## Requirement
Copy out the part of the material that opens with the line containing "black shoe | bbox" and closes at the end of the material, keeping every line, requests included. Shift each box coordinate in the answers up by 49, and leave the requests and their format samples unchanged.

════

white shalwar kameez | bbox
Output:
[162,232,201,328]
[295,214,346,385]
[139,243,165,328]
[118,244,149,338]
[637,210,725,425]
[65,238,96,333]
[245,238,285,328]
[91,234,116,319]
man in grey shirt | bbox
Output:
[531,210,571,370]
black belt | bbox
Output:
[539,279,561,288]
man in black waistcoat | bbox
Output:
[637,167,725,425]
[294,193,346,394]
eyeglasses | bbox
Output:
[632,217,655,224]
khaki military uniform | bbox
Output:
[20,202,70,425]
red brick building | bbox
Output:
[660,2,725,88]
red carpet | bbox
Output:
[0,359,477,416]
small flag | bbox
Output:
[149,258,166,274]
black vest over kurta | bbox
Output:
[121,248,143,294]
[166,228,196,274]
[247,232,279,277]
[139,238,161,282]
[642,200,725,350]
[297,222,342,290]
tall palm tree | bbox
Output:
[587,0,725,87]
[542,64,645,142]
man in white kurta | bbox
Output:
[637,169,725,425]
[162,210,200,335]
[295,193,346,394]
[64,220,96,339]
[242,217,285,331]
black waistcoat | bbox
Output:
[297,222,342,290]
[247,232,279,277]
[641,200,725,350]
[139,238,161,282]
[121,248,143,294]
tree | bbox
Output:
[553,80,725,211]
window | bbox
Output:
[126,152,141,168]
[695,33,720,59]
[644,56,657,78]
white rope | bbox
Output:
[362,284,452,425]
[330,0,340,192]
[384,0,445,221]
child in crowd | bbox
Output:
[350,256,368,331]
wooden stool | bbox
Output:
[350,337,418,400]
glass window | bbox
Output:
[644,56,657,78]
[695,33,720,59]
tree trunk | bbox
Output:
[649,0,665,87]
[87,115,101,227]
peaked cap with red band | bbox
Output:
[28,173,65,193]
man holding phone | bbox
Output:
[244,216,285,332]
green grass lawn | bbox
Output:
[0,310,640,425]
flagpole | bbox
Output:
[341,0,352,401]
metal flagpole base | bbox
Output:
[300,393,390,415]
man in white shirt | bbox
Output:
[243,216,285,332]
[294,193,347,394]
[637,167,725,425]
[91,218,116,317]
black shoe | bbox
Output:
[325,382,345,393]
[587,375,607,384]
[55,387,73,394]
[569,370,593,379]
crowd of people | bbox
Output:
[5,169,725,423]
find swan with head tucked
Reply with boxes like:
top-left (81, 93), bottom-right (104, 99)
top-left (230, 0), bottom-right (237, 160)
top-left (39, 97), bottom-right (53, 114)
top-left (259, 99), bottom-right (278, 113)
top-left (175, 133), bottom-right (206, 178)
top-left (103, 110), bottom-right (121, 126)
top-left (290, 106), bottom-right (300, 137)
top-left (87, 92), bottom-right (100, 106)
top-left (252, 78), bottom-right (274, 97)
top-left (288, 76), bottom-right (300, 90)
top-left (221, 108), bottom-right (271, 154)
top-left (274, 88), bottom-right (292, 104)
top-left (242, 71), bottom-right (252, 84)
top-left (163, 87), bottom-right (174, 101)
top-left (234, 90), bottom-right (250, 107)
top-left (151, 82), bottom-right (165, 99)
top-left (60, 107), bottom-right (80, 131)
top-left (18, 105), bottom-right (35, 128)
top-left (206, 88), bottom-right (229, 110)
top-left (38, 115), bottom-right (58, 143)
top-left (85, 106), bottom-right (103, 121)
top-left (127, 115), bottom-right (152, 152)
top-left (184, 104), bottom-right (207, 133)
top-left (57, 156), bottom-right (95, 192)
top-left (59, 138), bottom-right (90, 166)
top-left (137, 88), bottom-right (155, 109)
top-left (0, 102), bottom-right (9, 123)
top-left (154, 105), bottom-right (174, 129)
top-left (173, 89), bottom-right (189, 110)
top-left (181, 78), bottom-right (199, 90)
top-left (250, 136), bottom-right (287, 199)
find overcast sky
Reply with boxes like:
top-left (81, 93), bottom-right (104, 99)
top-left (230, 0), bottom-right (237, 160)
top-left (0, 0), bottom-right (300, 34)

════

## Answer
black shoe | bbox
Output:
[374,431,394,442]
[636,424,656,433]
[104,436,122,443]
[618,419,642,428]
crowd of people | bbox
Output:
[54,218,774,472]
find swan with head tucked
Reply with boxes like:
top-left (81, 93), bottom-right (104, 99)
top-left (230, 0), bottom-right (237, 160)
top-left (88, 146), bottom-right (102, 163)
top-left (308, 148), bottom-right (327, 162)
top-left (224, 182), bottom-right (255, 227)
top-left (152, 159), bottom-right (170, 175)
top-left (339, 155), bottom-right (349, 186)
top-left (136, 141), bottom-right (149, 155)
top-left (301, 127), bottom-right (323, 146)
top-left (337, 125), bottom-right (349, 139)
top-left (270, 157), bottom-right (320, 203)
top-left (323, 137), bottom-right (341, 153)
top-left (291, 120), bottom-right (301, 133)
top-left (212, 136), bottom-right (223, 150)
top-left (283, 139), bottom-right (299, 156)
top-left (200, 131), bottom-right (214, 148)
top-left (109, 156), bottom-right (129, 180)
top-left (67, 154), bottom-right (84, 177)
top-left (255, 137), bottom-right (278, 159)
top-left (87, 164), bottom-right (107, 192)
top-left (134, 155), bottom-right (152, 170)
top-left (176, 164), bottom-right (201, 201)
top-left (233, 153), bottom-right (256, 182)
top-left (106, 205), bottom-right (144, 241)
top-left (108, 187), bottom-right (139, 215)
top-left (186, 137), bottom-right (204, 158)
top-left (49, 151), bottom-right (58, 172)
top-left (203, 154), bottom-right (223, 178)
top-left (222, 138), bottom-right (238, 159)
top-left (230, 127), bottom-right (248, 139)
top-left (299, 185), bottom-right (336, 248)
find overcast sky
Reply with boxes like:
top-left (81, 93), bottom-right (104, 99)
top-left (230, 0), bottom-right (237, 160)
top-left (49, 49), bottom-right (349, 83)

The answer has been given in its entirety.